_AIM_
Please copy out the records below word for word, starting with the line that contains "Can you find the lamp" and going on through the line that contains "(228, 1075)".

_SUPPLIED INFORMATION_

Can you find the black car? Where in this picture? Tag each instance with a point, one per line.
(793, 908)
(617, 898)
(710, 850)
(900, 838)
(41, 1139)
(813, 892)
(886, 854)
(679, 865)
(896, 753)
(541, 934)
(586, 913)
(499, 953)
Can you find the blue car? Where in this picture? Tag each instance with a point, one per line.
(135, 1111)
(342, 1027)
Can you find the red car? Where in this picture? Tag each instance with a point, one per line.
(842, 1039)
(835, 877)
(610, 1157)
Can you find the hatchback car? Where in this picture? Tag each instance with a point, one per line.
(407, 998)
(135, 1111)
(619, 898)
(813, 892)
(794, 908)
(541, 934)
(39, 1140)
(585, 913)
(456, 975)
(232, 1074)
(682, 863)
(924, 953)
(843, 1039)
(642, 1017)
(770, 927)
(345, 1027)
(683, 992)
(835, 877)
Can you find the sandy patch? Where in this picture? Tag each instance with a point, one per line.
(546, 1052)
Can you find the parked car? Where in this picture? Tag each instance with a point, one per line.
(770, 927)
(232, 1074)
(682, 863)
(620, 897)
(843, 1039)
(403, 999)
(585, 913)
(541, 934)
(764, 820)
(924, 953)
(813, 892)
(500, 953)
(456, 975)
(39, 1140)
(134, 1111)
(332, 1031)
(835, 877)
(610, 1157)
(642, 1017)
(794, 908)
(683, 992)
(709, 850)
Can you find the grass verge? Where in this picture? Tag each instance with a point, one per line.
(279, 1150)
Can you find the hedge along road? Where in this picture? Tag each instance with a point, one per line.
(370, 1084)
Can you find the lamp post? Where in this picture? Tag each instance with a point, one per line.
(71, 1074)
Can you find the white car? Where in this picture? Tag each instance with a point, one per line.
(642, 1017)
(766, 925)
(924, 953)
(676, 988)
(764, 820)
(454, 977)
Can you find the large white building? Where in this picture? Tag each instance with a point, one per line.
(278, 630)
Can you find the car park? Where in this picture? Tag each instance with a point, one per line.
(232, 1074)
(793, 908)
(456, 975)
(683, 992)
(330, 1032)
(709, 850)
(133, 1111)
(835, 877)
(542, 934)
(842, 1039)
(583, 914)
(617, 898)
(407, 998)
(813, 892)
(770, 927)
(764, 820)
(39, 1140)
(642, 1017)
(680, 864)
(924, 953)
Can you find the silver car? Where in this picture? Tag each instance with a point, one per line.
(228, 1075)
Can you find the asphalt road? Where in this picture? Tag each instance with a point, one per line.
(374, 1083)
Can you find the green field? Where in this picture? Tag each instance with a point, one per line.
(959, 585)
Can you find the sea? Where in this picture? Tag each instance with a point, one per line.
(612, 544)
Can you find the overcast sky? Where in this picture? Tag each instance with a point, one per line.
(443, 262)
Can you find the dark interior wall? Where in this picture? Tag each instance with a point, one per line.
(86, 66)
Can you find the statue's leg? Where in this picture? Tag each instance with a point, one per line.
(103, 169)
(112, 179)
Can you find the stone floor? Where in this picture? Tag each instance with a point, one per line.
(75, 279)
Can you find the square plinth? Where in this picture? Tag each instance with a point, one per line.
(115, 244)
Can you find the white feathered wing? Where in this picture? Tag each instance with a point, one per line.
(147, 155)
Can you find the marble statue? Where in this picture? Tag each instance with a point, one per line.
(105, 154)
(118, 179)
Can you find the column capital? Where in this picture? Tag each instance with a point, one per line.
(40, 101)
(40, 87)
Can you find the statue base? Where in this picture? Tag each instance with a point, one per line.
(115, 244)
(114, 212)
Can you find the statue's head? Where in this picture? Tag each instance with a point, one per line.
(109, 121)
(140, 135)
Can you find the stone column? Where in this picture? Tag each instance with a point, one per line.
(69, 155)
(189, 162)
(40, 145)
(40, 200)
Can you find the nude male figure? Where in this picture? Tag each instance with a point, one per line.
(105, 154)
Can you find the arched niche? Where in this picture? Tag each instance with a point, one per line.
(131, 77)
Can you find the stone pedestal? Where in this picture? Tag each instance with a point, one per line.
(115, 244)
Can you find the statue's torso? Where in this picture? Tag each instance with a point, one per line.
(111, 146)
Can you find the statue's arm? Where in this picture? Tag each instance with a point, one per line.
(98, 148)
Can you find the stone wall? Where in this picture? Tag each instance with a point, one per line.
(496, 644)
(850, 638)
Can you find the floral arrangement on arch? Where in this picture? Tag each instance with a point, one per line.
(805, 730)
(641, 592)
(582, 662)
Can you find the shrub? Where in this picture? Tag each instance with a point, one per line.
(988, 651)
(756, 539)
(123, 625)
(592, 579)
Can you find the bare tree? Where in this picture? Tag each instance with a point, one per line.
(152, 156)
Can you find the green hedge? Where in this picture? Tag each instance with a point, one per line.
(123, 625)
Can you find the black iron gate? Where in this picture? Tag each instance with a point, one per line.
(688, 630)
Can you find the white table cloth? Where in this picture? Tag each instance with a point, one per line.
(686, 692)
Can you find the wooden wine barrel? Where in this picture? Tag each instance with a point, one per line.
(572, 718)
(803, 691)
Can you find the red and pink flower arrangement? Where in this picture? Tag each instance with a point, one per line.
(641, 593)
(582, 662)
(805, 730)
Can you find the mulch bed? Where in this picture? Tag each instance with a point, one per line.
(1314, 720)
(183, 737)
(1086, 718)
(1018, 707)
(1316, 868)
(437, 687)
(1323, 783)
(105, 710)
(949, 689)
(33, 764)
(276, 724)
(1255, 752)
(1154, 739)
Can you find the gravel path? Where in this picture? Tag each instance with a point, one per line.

_TASK ANSWER_
Can you find the lamp post? Where in this picture? Tag each instance with a point, one per line.
(71, 1074)
Can you find the white car? Where in this picture? Tag each instance with a point, one per line.
(642, 1017)
(766, 925)
(924, 953)
(676, 988)
(764, 820)
(454, 977)
Can you find the large white building? Where in this picture? Tag each instance with a point, one per line.
(278, 630)
Can you find the car park? Where in this picture? Tag each instance with a point, one per line.
(232, 1074)
(793, 908)
(456, 975)
(683, 992)
(330, 1032)
(709, 850)
(133, 1111)
(835, 877)
(542, 934)
(842, 1039)
(583, 914)
(617, 898)
(407, 998)
(813, 892)
(770, 927)
(764, 820)
(39, 1140)
(642, 1017)
(680, 864)
(924, 953)
Can you find the silver car? Where in this picture? Tag each instance with a point, one per line.
(228, 1075)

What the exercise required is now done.